● YOUR OBJECTIVE
Would you return, word for word, the lines of the data below from the line with "Task: point to every instance of the windshield." through the line with "Task: point to every instance of the chrome", and no others?

━━ EXCERPTED RECORDS ━━

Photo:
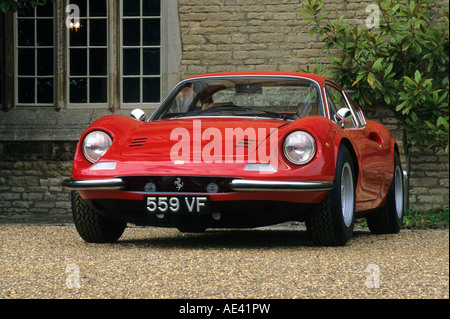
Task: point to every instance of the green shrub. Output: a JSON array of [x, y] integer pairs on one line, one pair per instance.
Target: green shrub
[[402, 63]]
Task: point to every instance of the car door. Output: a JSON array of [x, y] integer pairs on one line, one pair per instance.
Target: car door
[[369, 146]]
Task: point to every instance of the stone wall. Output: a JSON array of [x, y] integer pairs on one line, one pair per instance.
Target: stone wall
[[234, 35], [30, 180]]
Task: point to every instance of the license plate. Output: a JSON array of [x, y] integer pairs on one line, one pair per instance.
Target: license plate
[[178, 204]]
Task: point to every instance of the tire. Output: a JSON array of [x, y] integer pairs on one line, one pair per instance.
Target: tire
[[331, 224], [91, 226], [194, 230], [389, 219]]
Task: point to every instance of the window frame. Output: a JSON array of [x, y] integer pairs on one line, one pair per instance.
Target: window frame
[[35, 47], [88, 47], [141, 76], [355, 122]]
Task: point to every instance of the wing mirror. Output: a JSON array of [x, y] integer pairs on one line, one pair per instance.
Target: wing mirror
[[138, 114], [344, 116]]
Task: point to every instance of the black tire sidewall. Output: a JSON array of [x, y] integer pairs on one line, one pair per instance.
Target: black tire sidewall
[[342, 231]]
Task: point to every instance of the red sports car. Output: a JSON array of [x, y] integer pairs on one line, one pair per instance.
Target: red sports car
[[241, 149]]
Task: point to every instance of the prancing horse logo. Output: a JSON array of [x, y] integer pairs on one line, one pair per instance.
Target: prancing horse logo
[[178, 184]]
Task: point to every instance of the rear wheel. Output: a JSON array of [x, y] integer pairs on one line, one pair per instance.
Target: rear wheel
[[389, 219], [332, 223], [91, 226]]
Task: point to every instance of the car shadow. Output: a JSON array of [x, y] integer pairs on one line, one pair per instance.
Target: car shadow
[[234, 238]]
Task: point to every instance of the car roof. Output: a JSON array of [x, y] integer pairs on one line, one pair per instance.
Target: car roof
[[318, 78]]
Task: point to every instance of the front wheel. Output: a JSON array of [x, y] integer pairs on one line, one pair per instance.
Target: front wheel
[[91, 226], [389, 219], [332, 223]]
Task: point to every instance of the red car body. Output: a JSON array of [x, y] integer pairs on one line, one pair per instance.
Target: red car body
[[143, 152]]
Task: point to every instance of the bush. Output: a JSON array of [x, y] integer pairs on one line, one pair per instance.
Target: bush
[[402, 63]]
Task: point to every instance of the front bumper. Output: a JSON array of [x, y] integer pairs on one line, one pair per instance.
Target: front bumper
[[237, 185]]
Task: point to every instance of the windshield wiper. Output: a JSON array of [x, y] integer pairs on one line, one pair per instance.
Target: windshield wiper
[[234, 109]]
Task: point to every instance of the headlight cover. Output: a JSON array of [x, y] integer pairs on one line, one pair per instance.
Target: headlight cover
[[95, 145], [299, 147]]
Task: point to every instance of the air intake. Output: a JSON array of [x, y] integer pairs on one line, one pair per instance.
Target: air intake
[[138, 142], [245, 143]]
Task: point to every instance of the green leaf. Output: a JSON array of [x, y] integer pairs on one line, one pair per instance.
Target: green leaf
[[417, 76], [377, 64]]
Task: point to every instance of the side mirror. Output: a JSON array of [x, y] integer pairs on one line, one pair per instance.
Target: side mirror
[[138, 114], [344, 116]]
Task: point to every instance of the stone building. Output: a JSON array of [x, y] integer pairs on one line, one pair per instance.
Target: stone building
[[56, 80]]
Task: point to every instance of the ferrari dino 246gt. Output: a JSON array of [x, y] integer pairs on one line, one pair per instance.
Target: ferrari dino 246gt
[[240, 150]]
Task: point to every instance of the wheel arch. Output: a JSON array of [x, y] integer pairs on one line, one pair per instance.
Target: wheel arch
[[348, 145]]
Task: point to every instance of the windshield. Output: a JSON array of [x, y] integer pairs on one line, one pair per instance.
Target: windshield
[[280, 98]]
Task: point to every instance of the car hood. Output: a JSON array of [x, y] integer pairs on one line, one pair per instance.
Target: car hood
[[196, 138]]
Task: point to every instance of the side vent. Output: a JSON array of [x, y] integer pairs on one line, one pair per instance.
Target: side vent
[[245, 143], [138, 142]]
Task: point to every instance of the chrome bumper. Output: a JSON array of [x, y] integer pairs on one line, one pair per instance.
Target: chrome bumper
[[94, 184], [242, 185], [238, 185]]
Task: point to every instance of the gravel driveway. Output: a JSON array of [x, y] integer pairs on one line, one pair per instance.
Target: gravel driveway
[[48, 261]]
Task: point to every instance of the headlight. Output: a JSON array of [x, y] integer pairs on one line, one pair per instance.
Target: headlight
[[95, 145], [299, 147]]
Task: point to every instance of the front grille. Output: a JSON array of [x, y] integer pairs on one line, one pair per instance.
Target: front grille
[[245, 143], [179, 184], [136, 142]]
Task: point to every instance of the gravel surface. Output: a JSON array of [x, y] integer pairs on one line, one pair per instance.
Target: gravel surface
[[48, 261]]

━━━
━━ EXCERPTED RECORDS ━━

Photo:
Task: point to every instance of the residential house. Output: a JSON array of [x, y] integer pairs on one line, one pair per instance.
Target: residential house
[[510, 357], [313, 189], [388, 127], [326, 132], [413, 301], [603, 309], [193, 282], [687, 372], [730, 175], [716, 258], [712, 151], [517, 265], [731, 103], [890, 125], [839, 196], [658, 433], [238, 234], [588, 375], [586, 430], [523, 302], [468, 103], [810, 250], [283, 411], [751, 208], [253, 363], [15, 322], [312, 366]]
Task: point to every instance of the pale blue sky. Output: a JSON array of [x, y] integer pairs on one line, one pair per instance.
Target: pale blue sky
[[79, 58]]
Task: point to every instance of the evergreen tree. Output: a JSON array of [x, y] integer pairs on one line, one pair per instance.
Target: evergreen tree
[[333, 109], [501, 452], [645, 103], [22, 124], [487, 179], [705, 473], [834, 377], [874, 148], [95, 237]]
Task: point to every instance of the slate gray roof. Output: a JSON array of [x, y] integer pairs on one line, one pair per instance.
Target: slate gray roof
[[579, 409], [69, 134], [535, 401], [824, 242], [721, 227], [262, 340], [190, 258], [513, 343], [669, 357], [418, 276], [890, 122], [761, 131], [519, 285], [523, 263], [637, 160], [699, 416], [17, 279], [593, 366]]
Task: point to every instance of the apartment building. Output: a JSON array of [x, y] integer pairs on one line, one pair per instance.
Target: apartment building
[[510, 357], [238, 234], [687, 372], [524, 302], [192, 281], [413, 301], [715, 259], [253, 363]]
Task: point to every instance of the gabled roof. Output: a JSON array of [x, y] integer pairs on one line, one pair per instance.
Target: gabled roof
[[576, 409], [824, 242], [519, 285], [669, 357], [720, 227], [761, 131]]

━━━

● THE COMPLETED TASK
Task: point to every instance of the windshield. Output: a JSON array of [x, y] integer pairs on one line, one pair per instance.
Target: windshield
[[280, 98]]
Task: point to every instance of the car hood. Output: a JSON array of [x, y] integer pairs on one line, one pair per instance.
Target: car hood
[[196, 138]]
Task: point to every instance of the side vent. Output: a JSON array of [x, y] integer pairs on one line, one pair per instance.
Target: side vent
[[245, 143], [138, 142]]
Task: point to every instance of the chrome bumper. Output: a JSON array of [x, y] integer pairs on one line, one pair per instance.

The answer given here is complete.